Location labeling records

+ + +

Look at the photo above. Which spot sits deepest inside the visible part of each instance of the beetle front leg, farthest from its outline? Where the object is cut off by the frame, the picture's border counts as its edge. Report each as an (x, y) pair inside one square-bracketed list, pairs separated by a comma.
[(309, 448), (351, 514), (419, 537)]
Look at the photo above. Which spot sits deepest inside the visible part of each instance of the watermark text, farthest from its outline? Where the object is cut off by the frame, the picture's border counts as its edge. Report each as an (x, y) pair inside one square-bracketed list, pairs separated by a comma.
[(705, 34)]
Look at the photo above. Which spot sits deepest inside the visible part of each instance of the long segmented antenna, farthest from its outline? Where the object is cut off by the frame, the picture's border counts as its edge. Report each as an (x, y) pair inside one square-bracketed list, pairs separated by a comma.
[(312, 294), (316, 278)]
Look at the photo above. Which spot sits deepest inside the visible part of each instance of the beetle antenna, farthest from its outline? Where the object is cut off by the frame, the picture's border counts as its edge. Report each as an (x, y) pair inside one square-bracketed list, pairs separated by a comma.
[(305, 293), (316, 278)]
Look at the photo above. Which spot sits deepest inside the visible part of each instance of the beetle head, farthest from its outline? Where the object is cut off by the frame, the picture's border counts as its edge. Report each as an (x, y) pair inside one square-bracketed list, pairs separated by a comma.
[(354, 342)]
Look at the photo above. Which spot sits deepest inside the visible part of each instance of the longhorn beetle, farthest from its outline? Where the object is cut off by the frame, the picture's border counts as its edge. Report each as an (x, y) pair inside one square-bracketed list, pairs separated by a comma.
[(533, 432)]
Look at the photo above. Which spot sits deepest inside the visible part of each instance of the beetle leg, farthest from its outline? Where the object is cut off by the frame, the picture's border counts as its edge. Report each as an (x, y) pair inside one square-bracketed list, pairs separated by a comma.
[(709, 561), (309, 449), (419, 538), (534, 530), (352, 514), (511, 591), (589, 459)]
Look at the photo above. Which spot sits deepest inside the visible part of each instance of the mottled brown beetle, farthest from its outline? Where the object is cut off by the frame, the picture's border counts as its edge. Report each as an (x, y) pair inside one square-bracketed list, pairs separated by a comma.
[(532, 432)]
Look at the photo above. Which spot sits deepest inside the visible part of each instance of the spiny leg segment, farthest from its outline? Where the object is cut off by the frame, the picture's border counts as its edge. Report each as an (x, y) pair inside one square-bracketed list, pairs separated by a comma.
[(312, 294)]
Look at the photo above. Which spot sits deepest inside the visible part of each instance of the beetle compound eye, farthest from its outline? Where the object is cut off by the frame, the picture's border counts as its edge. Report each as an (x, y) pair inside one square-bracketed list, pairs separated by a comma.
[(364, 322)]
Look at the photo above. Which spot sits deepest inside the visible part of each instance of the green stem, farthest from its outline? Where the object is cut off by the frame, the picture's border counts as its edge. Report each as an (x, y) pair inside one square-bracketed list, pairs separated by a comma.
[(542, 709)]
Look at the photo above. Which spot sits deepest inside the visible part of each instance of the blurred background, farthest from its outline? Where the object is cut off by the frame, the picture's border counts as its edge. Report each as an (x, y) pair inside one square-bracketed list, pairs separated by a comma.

+ + +

Given instruction
Copy the entire listing above word for word, with every line unchanged.

Answer to this task
Look at the photo above. Which spot sits deepest inside the visible part of each instance of the beetle front leg, farthest from its outline? Where the object is cut off by the frame, the picture's border counts as its edge. Report each as an (x, y) pair inside one square-bracketed list, pairs separated by a comma.
[(309, 448), (351, 514), (419, 537)]
Look at the photo above. Which spot sits deepest inside the visible part of each instance of the watermark text, farthest from its outline? Where the object is cut off by the frame, the picture's border counts as its edge. Report each as an (x, y) pair inside one square-bracketed list, pairs separated by a comma.
[(705, 34)]
Look at the photo above. Which spot sits deepest inside the visible part of each instance of the long segmented antenna, farthest from its outline? Where the object is cut off by the frame, the picture's border counts as its edge. Report each as an (x, y) pair inside one square-bracketed list, pairs separated by a comma.
[(312, 294), (316, 278)]
Look at the photo above. Which spot sits deepest inside the visible part of each instance of the beetle antenna, farthest from its outline? Where the object is cut off by the frame, the picture's border counts as its edge. Report each as an (x, y) pair inside one square-bracketed list, pairs separated by a comma.
[(305, 293), (316, 278)]
Look at the photo above. Which spot sits deepest inside the visible part of each instance of the beetle head, farthest from its outline? Where the object is cut off by the frame, the picture's border counts as its edge. Report each as an (x, y) pair inside one square-bracketed list, pairs separated by a comma.
[(354, 342)]
Look at the photo above. Which spot sits deepest inside the visible part of each instance of the longhorn beetle, farthest from its outline? Where the object is cut off by the frame, the picture's border counts as its edge. Report each as an (x, y) pair inside one square-bracketed list, pairs separated by a comma.
[(533, 432)]
Look at the photo above. Which spot sits deepest inside the visible part of each instance of the beetle leg, farthest from its outline? Where the object is cut off by the frame, the picture's border counts as its edge. Report each as an (x, y) pair inside one square-bracketed list, pairs separated by a comma.
[(709, 561), (309, 449), (419, 538), (534, 530), (352, 514), (511, 591), (589, 459)]
Look at the photo above. Which spot sits deepest inside the visible part of each instance of the mottled brown beetle, farthest from its outline? Where the object is cut off by the frame, the picture's border counts as its edge. Report each as an (x, y) pair inside one square-bracketed list, pairs separated by a comma.
[(532, 432)]
Look at the photo above. Which spot sits deepest inside the visible part of each instance of the spiny leg segment, farthest from its outline? Where the object is cut off by the frame, the picture's border counts as its edge. Report each as an (x, y) pair inside one square-bracketed list, pairs separated by a comma.
[(312, 294)]
Look at the photo above. Which spot sits deepest inside the visible part of each instance of the beetle compound eye, farthest from its outline? Where the object is cut off by the frame, the picture's border counts as its edge. Report each as an (x, y) pair inside one square-bracketed list, pairs separated by a comma.
[(364, 322)]
Look at the photo above. Which spot sits deepest inside the visible part of each instance of the green stem, farthest from its outline? Where the object is cut off by the frame, the picture's border counts as its edge. Report each as an (x, y) pair inside one square-bracketed list, pairs separated by a comma.
[(542, 709)]
Look at the photo above. Which spot sits deepest inside the visible part of each instance of the blurred background, farthest from its outline? Where the object is cut off by the frame, the picture's border counts as its edge. Report each as an (x, y) pair inside one square-bracketed list, pairs separated by a comma.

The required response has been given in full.